What is asked:
From the solution on similar triangles, list every ratio of corresponding sides it computes, together with its value.

Reading text:
------------------------------
Question 1. State which pairs of triangles in Figure, are similar. Write the similarity criterion used by you for answering the question and also write the pairs of similar triangles in the symbolic form:
Solution:
(i) We have, in ΔABC and ΔPQR,
∠A = ∠P = 60°
∠B = ∠Q = 80°
∠C = ∠R = 40°
By AAA similarity criterion, we have
∴ ΔABC ~ ΔPQR
(ii) We have, in ΔABC and ΔPQR,
Computing the ratios of corresponding sides,
AB/QR = 2.5/5 = 1/2
BC/RP = 2/4 = 1/2
CA/PQ = 3/6 = 1/2
AB/QR = BC/RP = CA/PQ
Now,
By SSS similarity criterion, we have
ΔABC ~ ΔQRP
(iii) We have, in ΔLMP and ΔDEF,
Now,
LM = 2.7, MP = 2, LP = 3, EF = 5, DE = 4, DF = 6
Computing the ratios of the corresponding sides,
MP/DE = 2/4 = 1/2
PL/DF = 3/6 = 1/2
LM/EF = 2.7/5 = 27/50
Since, MP/DE = PL/DF ≠ LM/EF
Therefore, ΔLMP and ΔDEF are not similar.
------------------------------
Extracted entries:

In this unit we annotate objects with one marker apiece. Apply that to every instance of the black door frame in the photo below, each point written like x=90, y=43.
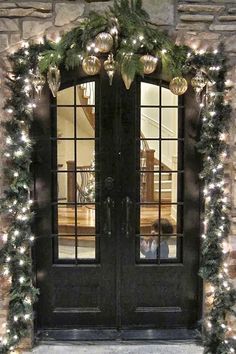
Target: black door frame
x=91, y=334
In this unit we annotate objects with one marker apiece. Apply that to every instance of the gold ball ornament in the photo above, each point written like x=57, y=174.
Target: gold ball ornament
x=91, y=65
x=110, y=67
x=198, y=82
x=104, y=42
x=178, y=85
x=127, y=80
x=38, y=82
x=149, y=62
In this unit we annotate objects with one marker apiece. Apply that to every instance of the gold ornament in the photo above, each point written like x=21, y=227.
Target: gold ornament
x=178, y=85
x=198, y=82
x=110, y=67
x=127, y=80
x=38, y=82
x=104, y=42
x=149, y=63
x=54, y=79
x=91, y=65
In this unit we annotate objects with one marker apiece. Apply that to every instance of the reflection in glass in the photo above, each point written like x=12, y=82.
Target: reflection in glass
x=168, y=247
x=169, y=123
x=168, y=98
x=86, y=187
x=149, y=94
x=85, y=154
x=149, y=155
x=169, y=154
x=86, y=216
x=66, y=247
x=64, y=192
x=65, y=122
x=66, y=219
x=150, y=124
x=65, y=153
x=86, y=247
x=66, y=96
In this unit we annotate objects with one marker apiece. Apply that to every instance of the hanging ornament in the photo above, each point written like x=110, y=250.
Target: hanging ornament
x=127, y=80
x=54, y=79
x=198, y=82
x=104, y=42
x=149, y=63
x=91, y=65
x=178, y=85
x=110, y=67
x=38, y=82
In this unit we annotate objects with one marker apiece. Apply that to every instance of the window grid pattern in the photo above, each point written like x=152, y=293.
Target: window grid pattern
x=177, y=204
x=71, y=207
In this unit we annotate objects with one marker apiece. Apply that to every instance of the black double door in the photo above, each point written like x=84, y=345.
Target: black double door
x=118, y=286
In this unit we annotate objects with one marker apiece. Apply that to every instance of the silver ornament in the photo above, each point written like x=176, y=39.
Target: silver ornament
x=54, y=79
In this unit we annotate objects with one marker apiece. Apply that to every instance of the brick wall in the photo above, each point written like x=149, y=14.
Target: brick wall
x=197, y=23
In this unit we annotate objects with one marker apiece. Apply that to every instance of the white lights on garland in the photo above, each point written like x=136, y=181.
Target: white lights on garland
x=121, y=54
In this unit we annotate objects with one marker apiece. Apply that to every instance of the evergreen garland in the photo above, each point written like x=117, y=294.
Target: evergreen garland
x=16, y=206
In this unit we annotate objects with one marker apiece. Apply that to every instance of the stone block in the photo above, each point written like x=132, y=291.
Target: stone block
x=20, y=12
x=66, y=13
x=15, y=38
x=197, y=18
x=196, y=8
x=222, y=27
x=230, y=44
x=228, y=18
x=9, y=25
x=46, y=6
x=199, y=27
x=232, y=10
x=3, y=42
x=34, y=28
x=99, y=6
x=161, y=12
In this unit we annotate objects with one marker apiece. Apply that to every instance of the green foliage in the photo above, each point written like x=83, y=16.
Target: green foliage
x=127, y=17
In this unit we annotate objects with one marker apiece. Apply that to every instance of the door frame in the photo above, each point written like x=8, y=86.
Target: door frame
x=90, y=334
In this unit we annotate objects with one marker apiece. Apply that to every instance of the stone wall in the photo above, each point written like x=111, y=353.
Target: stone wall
x=198, y=23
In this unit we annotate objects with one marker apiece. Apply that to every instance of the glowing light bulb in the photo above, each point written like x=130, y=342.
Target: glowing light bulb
x=22, y=279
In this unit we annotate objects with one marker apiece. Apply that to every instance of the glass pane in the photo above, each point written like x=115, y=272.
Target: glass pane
x=66, y=96
x=86, y=192
x=86, y=247
x=85, y=154
x=149, y=155
x=170, y=183
x=149, y=94
x=168, y=247
x=174, y=214
x=168, y=98
x=66, y=219
x=85, y=122
x=64, y=189
x=169, y=123
x=149, y=187
x=150, y=124
x=65, y=122
x=148, y=216
x=65, y=154
x=169, y=154
x=66, y=247
x=86, y=216
x=149, y=246
x=85, y=93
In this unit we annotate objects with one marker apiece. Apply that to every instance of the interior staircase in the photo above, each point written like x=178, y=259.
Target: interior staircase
x=86, y=95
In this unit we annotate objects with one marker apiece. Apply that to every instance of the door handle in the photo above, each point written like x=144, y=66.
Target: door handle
x=108, y=203
x=127, y=202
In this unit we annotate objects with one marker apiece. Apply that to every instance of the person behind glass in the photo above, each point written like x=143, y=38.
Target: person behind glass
x=149, y=245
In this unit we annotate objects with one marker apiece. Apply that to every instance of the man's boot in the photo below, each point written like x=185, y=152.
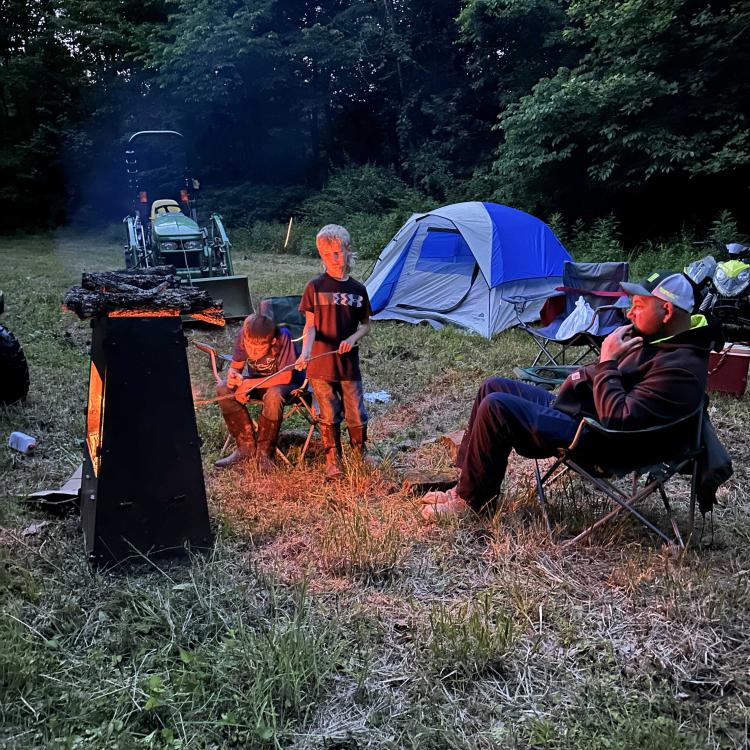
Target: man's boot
x=241, y=429
x=331, y=434
x=268, y=438
x=358, y=441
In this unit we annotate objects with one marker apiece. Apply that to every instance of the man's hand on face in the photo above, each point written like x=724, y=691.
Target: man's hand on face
x=619, y=343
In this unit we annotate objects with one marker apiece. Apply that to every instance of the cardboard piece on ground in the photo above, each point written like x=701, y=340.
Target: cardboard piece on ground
x=421, y=482
x=67, y=493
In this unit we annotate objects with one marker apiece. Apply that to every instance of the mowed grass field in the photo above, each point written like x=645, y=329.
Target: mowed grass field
x=330, y=615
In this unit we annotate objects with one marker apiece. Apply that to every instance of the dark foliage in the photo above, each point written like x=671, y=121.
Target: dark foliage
x=589, y=109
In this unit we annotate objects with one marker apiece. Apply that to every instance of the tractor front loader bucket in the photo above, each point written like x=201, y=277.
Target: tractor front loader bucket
x=232, y=290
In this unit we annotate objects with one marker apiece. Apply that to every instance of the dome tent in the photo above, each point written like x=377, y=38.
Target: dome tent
x=455, y=264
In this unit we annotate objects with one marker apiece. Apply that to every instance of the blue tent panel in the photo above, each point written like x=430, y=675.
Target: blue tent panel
x=382, y=297
x=445, y=252
x=522, y=246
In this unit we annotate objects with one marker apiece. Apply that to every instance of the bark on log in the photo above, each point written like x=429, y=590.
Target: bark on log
x=153, y=289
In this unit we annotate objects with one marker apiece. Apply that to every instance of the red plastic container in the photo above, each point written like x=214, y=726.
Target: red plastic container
x=727, y=370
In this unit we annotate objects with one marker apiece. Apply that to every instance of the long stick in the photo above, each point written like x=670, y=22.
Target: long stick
x=288, y=232
x=260, y=385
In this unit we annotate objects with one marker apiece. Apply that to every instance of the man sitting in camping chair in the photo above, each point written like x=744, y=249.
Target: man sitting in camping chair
x=651, y=372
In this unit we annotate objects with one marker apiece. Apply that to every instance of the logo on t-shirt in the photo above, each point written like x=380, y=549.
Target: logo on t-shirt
x=340, y=298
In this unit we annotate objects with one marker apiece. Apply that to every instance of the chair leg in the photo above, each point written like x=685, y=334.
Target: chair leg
x=671, y=518
x=541, y=497
x=540, y=494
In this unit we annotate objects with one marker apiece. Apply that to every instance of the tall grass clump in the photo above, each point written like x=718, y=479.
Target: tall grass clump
x=467, y=639
x=363, y=542
x=204, y=655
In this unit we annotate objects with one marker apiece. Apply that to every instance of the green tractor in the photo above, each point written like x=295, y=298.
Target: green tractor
x=163, y=226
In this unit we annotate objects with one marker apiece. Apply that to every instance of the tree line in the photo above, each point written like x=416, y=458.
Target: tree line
x=632, y=107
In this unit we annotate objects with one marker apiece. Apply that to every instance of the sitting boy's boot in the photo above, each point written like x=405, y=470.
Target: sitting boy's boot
x=268, y=437
x=331, y=435
x=241, y=429
x=358, y=441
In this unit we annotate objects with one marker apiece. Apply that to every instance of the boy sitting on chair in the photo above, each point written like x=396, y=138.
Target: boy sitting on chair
x=264, y=350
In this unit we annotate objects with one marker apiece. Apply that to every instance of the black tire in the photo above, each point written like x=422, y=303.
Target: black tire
x=14, y=370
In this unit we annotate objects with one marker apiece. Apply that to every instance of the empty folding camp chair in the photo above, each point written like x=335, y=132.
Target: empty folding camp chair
x=603, y=458
x=599, y=285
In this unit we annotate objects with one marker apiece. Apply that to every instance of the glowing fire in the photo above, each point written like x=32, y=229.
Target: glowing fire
x=94, y=415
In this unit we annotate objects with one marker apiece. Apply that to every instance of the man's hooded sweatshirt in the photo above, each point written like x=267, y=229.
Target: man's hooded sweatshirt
x=653, y=385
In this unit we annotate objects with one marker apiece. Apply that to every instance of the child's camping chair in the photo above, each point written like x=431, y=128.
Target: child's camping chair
x=602, y=456
x=598, y=284
x=283, y=310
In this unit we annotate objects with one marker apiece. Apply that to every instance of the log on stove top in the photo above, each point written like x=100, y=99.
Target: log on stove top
x=153, y=290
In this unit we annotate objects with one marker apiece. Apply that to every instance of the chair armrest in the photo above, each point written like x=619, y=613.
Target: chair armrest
x=606, y=432
x=519, y=300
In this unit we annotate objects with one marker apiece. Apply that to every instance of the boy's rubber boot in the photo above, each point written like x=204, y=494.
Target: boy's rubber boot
x=268, y=438
x=358, y=441
x=331, y=435
x=241, y=429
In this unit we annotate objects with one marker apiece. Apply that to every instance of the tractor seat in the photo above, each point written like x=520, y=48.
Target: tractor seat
x=164, y=206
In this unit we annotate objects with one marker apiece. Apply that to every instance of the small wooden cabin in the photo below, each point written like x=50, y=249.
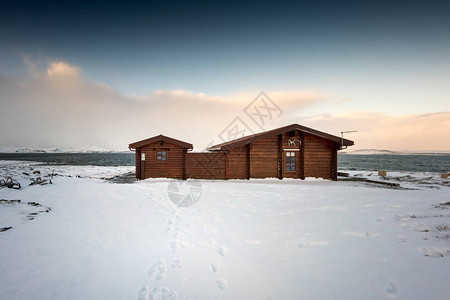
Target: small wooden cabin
x=292, y=151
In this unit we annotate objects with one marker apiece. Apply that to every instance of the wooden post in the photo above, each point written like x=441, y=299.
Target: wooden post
x=184, y=163
x=280, y=156
x=334, y=162
x=302, y=156
x=248, y=160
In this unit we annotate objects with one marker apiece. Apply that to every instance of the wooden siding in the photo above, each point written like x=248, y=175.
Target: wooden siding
x=170, y=168
x=206, y=165
x=237, y=163
x=264, y=158
x=318, y=157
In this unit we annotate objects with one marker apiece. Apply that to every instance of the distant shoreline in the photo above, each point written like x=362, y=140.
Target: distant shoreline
x=389, y=152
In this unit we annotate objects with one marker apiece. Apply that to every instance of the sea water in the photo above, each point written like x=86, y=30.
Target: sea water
x=410, y=163
x=438, y=163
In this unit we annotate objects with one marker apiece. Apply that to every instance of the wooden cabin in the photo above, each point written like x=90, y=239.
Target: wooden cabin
x=292, y=151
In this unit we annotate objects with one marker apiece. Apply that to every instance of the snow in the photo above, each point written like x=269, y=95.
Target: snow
x=256, y=239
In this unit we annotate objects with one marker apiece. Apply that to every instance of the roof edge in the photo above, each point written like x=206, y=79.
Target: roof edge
x=160, y=138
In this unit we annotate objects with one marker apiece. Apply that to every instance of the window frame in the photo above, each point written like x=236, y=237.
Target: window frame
x=165, y=155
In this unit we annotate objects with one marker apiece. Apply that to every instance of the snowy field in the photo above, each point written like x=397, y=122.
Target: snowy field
x=84, y=237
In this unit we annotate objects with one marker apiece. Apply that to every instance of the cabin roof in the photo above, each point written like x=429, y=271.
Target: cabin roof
x=160, y=138
x=255, y=137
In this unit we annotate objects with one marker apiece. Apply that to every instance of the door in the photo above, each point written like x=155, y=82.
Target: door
x=143, y=165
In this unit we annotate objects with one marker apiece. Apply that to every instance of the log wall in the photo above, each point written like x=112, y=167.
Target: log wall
x=206, y=165
x=170, y=168
x=318, y=157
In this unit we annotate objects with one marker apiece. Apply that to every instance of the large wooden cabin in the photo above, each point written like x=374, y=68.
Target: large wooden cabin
x=292, y=151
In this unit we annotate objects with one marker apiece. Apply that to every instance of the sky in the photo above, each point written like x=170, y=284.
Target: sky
x=85, y=75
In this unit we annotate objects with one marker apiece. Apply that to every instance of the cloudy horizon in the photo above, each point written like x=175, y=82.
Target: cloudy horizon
x=75, y=76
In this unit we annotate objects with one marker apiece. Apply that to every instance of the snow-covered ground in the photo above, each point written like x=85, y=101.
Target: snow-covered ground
x=89, y=238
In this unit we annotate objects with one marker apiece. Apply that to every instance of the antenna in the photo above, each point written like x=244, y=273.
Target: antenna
x=342, y=138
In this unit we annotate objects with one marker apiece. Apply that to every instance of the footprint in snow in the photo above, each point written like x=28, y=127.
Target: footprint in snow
x=162, y=293
x=222, y=284
x=215, y=266
x=159, y=269
x=178, y=263
x=222, y=250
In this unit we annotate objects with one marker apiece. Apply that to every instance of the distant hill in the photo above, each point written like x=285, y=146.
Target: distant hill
x=92, y=149
x=390, y=152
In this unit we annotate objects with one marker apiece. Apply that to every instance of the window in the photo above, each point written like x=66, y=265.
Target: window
x=290, y=161
x=161, y=155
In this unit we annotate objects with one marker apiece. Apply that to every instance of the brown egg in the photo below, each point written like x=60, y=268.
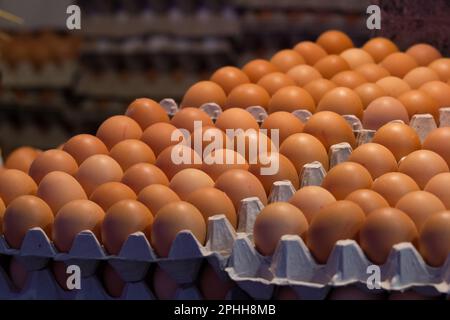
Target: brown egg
x=156, y=196
x=118, y=128
x=422, y=165
x=318, y=88
x=394, y=185
x=303, y=74
x=286, y=59
x=423, y=53
x=211, y=201
x=434, y=239
x=399, y=138
x=273, y=222
x=108, y=194
x=311, y=199
x=393, y=86
x=310, y=51
x=384, y=228
x=290, y=99
x=236, y=118
x=330, y=128
x=21, y=158
x=23, y=214
x=185, y=118
x=334, y=41
x=159, y=136
x=58, y=188
x=419, y=206
x=340, y=220
x=15, y=183
x=247, y=95
x=382, y=111
x=173, y=218
x=345, y=178
x=274, y=81
x=203, y=92
x=331, y=65
x=122, y=219
x=272, y=167
x=97, y=170
x=52, y=160
x=82, y=146
x=342, y=101
x=229, y=77
x=258, y=68
x=130, y=152
x=240, y=184
x=377, y=159
x=74, y=217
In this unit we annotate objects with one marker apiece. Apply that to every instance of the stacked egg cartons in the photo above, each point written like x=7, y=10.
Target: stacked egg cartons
x=319, y=227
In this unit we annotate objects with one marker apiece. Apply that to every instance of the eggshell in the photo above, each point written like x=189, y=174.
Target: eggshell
x=311, y=199
x=173, y=218
x=74, y=217
x=273, y=222
x=22, y=214
x=340, y=220
x=384, y=228
x=118, y=128
x=52, y=160
x=203, y=92
x=211, y=201
x=122, y=219
x=240, y=184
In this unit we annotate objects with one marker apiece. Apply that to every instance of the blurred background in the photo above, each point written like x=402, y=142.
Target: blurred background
x=57, y=82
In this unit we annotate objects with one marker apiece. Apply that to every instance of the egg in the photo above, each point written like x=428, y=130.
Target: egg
x=399, y=138
x=376, y=158
x=240, y=184
x=340, y=220
x=422, y=165
x=15, y=183
x=52, y=160
x=310, y=51
x=82, y=146
x=330, y=128
x=311, y=199
x=302, y=148
x=382, y=111
x=291, y=98
x=122, y=219
x=286, y=59
x=342, y=101
x=318, y=88
x=22, y=214
x=96, y=170
x=434, y=239
x=331, y=65
x=273, y=222
x=345, y=178
x=247, y=95
x=394, y=185
x=146, y=112
x=130, y=152
x=203, y=92
x=334, y=41
x=173, y=218
x=74, y=217
x=382, y=229
x=118, y=128
x=211, y=201
x=258, y=68
x=423, y=53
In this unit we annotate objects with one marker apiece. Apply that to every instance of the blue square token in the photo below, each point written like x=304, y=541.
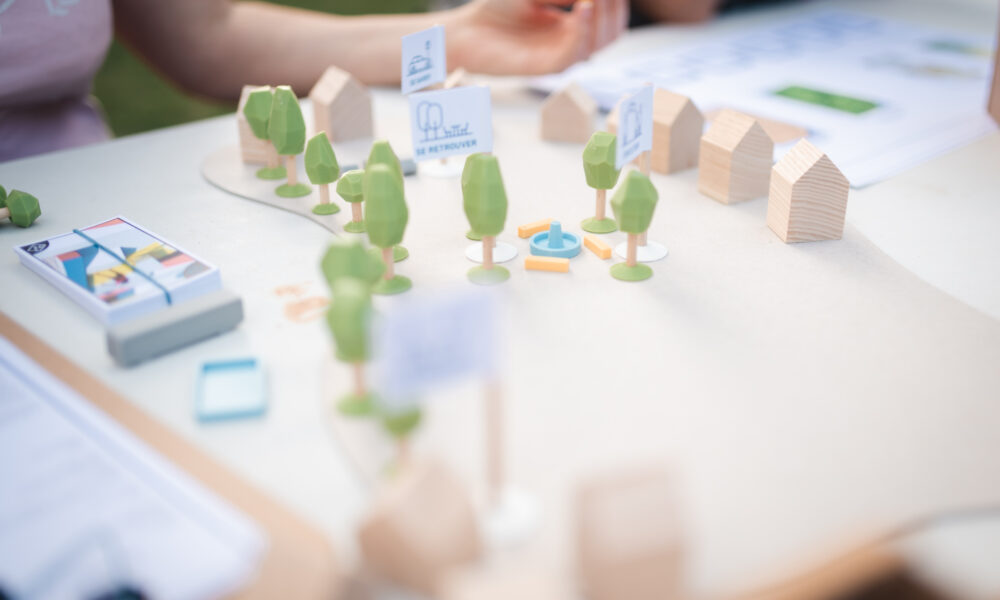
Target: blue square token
x=230, y=389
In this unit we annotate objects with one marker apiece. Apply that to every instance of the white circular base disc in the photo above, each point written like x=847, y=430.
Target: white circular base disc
x=501, y=252
x=451, y=167
x=513, y=520
x=651, y=252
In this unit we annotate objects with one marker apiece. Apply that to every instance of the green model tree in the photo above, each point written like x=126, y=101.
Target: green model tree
x=257, y=111
x=322, y=169
x=382, y=154
x=599, y=166
x=485, y=203
x=633, y=204
x=385, y=217
x=350, y=259
x=349, y=320
x=351, y=188
x=287, y=130
x=20, y=207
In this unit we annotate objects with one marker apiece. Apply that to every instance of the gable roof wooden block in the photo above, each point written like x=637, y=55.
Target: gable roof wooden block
x=253, y=150
x=677, y=129
x=629, y=541
x=568, y=115
x=735, y=159
x=421, y=526
x=808, y=196
x=342, y=106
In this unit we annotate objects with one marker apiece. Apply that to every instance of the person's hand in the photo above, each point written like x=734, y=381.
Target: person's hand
x=527, y=37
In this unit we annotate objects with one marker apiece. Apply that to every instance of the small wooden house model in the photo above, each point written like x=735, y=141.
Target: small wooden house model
x=568, y=115
x=735, y=159
x=342, y=106
x=808, y=196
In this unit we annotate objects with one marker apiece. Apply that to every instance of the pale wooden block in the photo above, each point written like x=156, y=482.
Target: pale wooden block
x=808, y=196
x=421, y=526
x=735, y=159
x=677, y=129
x=568, y=115
x=253, y=150
x=476, y=584
x=629, y=543
x=994, y=105
x=342, y=106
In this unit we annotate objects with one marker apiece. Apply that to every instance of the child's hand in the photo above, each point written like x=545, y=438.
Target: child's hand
x=531, y=36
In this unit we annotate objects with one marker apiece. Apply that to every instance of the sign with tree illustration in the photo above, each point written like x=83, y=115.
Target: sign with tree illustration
x=424, y=60
x=451, y=122
x=635, y=126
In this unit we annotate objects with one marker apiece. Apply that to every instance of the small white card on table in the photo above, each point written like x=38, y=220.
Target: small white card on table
x=424, y=61
x=635, y=126
x=448, y=122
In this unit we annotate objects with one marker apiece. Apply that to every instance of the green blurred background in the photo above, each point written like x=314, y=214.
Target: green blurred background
x=137, y=98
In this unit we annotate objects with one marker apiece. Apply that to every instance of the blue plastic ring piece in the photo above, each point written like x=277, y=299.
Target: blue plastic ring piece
x=567, y=246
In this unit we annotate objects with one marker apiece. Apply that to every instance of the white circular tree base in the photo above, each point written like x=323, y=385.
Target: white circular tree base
x=501, y=252
x=513, y=520
x=651, y=252
x=451, y=167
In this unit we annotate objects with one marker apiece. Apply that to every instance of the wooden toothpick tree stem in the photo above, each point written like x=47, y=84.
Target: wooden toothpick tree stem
x=489, y=241
x=494, y=443
x=633, y=244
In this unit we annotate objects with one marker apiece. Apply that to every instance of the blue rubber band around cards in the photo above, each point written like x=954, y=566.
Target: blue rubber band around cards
x=124, y=261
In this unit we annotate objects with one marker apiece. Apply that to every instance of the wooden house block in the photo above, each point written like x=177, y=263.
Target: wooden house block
x=342, y=106
x=994, y=105
x=253, y=150
x=735, y=159
x=677, y=129
x=808, y=196
x=421, y=526
x=629, y=537
x=568, y=115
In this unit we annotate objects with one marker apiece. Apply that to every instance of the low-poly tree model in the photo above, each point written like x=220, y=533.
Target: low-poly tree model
x=599, y=166
x=349, y=320
x=351, y=189
x=257, y=111
x=287, y=130
x=633, y=204
x=322, y=169
x=485, y=203
x=350, y=259
x=386, y=216
x=382, y=154
x=20, y=207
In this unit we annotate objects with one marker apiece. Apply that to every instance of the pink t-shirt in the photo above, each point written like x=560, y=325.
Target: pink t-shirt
x=49, y=52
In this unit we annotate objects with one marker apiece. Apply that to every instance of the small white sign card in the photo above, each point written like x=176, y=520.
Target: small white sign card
x=635, y=126
x=428, y=341
x=448, y=122
x=424, y=61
------------------------------
Worked answer:
AB/QR = 2.5/5 = 1/2
BC/RP = 2/4 = 1/2
CA/PQ = 3/6 = 1/2
MP/DE = 2/4 = 1/2
PL/DF = 3/6 = 1/2
LM/EF = 2.7/5 = 27/50